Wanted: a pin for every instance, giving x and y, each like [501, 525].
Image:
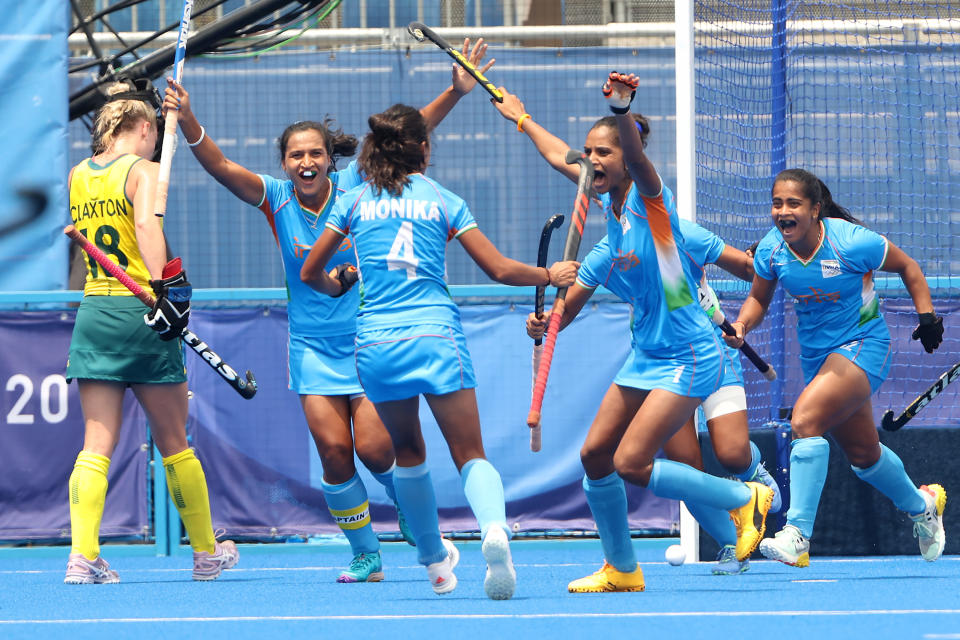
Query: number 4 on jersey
[401, 254]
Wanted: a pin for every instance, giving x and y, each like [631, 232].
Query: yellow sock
[188, 490]
[88, 492]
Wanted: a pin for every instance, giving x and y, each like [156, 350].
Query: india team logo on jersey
[830, 268]
[675, 287]
[870, 303]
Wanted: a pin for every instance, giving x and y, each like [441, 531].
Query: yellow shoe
[751, 519]
[608, 579]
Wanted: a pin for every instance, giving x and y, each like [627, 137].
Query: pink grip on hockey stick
[109, 265]
[536, 404]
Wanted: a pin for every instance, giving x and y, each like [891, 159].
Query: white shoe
[83, 571]
[442, 578]
[788, 546]
[501, 577]
[928, 526]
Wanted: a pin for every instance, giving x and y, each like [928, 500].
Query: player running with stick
[111, 203]
[409, 337]
[671, 334]
[725, 409]
[322, 329]
[825, 260]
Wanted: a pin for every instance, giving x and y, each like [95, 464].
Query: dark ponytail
[643, 126]
[337, 143]
[393, 148]
[816, 192]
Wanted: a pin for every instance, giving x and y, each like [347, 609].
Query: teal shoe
[365, 567]
[727, 563]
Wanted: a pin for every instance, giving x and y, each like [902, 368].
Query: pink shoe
[83, 571]
[208, 566]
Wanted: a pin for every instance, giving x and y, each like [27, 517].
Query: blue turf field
[274, 594]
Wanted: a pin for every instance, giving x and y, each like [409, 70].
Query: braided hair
[394, 148]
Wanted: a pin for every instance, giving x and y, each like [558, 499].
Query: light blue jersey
[401, 251]
[702, 247]
[645, 246]
[310, 312]
[832, 291]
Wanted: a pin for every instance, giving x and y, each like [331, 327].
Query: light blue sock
[716, 522]
[386, 479]
[680, 481]
[889, 478]
[484, 491]
[747, 476]
[419, 505]
[809, 458]
[350, 510]
[607, 499]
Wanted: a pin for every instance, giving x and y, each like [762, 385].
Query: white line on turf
[529, 616]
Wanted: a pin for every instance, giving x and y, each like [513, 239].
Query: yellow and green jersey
[101, 211]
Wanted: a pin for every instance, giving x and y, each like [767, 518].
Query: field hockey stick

--- --- ---

▸ **TASK DETAILS**
Reproduce every line of the records, requests included, from the line containing "like [347, 609]." through the end of the records, both ends included. Scale each answer coordinate by 1.45 and round to the nearest whole number, with halves rounded up; leave the numbers in the requests and their format samples unchanged, and give only these lines.

▸ **COMPLETE ANSWER**
Wanted: a pin for every instance, giving x and y, each like [347, 609].
Query: teal shoe
[529, 822]
[1054, 816]
Wanted: a pin for every instance, giving x and y, each like [902, 368].
Query: pink shoe
[120, 828]
[302, 821]
Wanted: a pin for every instance, giving x and y, each like [27, 517].
Query: blue turf field
[397, 861]
Wanted: a pin for every instance, giving x and y, each like [409, 70].
Query: braided hair
[571, 215]
Wanted: a pin for every instance, giving x and y, each like [558, 499].
Query: light blue jersey
[581, 364]
[1018, 358]
[935, 357]
[450, 452]
[1206, 422]
Wanted: a pin for every instance, giving x and y, each like [331, 327].
Query: light blue sock
[1038, 757]
[560, 695]
[986, 697]
[1289, 693]
[702, 712]
[1083, 690]
[608, 732]
[1173, 664]
[508, 740]
[880, 724]
Wanted: a pin for every instance, giving x and y, each like [762, 385].
Query: white line on turf
[767, 893]
Wanted: a pin for every instance, giving x and y, each like [513, 239].
Query: yellow and green jersey
[146, 306]
Wanted: a pin for every instance, giving x and y, each like [767, 518].
Query: field hockey stick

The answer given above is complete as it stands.